Stored data entries

◇ ◇ ◇

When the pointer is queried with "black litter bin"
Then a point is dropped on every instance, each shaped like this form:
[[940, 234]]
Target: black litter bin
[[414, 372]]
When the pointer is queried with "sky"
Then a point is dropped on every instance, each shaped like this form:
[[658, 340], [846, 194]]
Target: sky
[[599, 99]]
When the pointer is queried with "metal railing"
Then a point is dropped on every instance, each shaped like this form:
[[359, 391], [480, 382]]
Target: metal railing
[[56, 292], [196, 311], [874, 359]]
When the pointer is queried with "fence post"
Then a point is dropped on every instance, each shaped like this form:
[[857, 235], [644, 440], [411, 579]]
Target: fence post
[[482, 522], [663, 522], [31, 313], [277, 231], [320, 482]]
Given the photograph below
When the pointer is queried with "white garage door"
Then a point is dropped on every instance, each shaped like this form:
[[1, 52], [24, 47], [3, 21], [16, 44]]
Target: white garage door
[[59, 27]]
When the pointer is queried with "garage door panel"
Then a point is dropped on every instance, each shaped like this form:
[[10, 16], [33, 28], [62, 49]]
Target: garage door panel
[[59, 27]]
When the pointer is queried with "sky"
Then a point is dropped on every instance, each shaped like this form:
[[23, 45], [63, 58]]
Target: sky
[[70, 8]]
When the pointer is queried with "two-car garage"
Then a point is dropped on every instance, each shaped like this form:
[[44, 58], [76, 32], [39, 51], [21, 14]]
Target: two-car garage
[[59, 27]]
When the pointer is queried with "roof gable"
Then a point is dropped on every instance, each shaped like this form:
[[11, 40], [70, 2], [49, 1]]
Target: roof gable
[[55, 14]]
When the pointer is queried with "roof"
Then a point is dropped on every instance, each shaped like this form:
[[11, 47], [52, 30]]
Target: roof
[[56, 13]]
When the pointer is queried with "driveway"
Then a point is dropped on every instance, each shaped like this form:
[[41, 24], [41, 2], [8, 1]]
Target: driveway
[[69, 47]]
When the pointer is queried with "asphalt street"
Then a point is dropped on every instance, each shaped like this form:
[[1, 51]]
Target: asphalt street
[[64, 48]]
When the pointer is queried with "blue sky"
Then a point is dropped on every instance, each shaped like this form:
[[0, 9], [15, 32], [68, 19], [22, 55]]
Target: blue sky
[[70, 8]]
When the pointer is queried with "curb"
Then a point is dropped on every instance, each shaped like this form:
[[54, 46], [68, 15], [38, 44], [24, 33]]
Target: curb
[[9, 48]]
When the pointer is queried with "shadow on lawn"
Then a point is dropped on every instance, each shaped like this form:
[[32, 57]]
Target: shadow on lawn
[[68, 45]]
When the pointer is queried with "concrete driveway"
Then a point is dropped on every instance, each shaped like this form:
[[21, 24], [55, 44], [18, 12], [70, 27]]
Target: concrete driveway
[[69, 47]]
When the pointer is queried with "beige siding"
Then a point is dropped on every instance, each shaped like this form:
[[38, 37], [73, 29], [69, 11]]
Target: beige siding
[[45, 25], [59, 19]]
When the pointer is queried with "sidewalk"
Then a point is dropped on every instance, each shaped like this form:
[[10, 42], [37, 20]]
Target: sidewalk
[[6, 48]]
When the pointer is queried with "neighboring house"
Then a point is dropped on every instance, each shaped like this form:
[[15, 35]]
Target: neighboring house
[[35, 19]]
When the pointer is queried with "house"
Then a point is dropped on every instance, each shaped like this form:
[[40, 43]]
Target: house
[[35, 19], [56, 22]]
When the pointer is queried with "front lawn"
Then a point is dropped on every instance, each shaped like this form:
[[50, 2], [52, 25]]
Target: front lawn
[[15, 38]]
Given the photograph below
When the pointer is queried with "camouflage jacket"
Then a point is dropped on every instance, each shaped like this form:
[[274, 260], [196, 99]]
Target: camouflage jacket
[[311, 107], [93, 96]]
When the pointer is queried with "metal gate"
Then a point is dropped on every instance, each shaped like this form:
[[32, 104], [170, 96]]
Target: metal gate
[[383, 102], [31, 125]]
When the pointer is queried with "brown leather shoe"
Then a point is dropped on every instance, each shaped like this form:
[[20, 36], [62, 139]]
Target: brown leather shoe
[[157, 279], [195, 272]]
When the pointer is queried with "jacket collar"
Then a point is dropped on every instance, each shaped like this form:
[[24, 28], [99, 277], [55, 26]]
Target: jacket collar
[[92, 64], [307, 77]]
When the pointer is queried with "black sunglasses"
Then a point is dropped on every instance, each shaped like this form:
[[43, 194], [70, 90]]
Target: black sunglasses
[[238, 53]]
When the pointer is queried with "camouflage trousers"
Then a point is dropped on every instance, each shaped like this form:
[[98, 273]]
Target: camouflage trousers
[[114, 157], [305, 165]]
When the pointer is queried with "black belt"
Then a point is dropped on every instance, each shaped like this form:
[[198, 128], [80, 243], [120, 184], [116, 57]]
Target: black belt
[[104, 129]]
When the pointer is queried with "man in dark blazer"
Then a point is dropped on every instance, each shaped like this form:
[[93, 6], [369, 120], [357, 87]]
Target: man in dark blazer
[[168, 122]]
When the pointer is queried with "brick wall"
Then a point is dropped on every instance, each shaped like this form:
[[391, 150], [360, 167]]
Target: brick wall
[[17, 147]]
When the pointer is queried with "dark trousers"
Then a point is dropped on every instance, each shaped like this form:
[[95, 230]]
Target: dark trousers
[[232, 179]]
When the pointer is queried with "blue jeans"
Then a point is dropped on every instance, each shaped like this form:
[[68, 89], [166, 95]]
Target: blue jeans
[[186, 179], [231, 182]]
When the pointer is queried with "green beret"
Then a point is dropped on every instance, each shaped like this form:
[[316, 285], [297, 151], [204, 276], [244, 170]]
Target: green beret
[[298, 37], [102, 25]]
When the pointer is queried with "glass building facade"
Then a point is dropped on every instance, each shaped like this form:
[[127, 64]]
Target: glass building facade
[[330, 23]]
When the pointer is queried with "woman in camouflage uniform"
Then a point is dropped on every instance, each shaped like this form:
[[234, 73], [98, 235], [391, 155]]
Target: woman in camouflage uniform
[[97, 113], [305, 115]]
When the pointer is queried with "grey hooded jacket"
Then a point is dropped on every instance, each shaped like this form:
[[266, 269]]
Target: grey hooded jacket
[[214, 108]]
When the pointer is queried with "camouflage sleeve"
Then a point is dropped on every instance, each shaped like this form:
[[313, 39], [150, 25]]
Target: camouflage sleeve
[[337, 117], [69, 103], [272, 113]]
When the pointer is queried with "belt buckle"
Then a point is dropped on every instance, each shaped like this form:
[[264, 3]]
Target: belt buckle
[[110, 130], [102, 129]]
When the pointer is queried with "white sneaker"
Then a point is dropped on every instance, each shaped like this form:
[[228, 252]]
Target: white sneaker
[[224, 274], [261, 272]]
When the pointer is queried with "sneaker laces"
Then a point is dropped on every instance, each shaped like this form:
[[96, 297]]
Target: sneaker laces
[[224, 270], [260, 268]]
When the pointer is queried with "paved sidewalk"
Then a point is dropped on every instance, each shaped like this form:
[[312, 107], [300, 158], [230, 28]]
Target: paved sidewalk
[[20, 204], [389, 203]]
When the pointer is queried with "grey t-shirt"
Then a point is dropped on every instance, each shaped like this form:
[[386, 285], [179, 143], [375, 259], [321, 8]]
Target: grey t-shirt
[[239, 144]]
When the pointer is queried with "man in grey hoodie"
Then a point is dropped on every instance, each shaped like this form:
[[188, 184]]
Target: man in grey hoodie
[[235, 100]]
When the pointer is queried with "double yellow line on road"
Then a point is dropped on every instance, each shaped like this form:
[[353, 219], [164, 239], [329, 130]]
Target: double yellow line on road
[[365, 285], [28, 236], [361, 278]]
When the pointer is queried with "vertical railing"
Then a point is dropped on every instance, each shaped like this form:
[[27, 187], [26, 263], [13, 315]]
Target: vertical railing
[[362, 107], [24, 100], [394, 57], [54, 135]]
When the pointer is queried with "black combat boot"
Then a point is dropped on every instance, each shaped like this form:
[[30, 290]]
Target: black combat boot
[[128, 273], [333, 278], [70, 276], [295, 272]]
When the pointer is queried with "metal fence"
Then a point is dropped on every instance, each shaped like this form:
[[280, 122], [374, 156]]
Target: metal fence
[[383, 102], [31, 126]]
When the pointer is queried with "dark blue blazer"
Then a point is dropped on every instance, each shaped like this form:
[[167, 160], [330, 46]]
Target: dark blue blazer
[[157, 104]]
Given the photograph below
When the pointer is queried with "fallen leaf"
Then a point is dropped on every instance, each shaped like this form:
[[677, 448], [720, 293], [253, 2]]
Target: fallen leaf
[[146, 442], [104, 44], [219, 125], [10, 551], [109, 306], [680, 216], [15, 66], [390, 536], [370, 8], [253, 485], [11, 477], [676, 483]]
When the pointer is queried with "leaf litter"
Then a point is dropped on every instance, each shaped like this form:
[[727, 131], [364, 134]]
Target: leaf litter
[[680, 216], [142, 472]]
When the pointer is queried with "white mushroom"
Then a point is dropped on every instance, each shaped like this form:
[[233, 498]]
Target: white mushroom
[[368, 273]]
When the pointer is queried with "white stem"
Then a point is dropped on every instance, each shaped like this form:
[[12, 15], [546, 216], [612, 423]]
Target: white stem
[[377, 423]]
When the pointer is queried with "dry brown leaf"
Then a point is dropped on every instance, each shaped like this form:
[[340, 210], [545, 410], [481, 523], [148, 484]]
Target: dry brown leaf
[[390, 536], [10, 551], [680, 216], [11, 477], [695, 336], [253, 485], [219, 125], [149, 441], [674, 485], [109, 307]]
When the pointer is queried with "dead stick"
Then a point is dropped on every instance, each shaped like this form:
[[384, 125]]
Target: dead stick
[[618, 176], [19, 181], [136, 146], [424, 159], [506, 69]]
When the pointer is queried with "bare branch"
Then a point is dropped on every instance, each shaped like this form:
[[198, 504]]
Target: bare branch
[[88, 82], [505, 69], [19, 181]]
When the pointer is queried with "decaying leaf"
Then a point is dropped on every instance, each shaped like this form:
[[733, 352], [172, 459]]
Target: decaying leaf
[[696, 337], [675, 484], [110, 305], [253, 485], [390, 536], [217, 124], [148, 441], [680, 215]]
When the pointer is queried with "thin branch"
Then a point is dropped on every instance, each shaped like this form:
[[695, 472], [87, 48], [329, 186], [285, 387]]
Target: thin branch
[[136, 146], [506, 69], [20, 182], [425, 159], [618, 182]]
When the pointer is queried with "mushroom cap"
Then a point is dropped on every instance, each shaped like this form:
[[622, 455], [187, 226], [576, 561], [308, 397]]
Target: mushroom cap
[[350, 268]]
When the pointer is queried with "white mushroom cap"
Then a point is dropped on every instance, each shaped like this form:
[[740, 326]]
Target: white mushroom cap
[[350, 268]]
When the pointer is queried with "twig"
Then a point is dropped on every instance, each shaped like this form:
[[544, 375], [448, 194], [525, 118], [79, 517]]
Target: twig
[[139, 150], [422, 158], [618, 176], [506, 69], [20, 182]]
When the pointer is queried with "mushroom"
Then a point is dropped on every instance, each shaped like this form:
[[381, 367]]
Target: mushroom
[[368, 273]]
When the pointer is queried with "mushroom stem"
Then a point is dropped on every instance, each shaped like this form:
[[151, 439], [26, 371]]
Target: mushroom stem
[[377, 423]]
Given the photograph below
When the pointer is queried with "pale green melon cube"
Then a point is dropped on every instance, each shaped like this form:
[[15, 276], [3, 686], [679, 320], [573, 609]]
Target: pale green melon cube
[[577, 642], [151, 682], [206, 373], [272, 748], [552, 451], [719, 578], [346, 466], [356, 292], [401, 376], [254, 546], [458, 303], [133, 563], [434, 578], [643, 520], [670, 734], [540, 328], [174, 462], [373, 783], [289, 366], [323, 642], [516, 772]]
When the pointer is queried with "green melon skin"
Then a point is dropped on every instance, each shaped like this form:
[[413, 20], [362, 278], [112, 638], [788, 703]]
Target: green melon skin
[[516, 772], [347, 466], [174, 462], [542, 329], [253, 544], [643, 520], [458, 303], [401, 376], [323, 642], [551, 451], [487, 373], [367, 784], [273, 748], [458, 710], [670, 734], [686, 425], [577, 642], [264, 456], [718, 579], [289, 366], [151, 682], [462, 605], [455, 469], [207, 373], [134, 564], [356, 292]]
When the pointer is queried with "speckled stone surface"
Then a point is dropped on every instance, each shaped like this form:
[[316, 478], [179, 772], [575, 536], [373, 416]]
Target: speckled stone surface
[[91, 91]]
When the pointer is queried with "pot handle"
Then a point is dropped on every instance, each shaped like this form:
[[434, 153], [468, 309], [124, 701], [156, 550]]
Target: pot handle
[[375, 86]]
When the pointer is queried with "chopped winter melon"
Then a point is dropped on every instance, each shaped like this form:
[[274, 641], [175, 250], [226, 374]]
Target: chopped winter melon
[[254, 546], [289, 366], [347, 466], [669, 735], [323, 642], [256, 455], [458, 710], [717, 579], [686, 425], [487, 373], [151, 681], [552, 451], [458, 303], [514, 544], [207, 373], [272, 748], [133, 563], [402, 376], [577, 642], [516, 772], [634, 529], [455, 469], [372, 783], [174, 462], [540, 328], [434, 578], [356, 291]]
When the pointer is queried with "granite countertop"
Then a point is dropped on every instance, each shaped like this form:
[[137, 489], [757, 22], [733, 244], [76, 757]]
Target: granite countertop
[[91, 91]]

◇ ◇ ◇

Repeat the records above line by line, from the first line through the line that contains "[[359, 391], [480, 382]]".

When the pointer is queried with "black litter bin"
Then a point is dropped on every instance, each shaped like this form:
[[940, 234]]
Target: black litter bin
[[414, 372]]
When the pointer is queried with "sky"
Then a point is dropped on every instance, each shaped like this form:
[[658, 340], [846, 194]]
Target: sky
[[599, 99]]
When the pointer is queried with "metal railing"
Then a point is dropped on every instance, each shaped like this form:
[[359, 391], [480, 382]]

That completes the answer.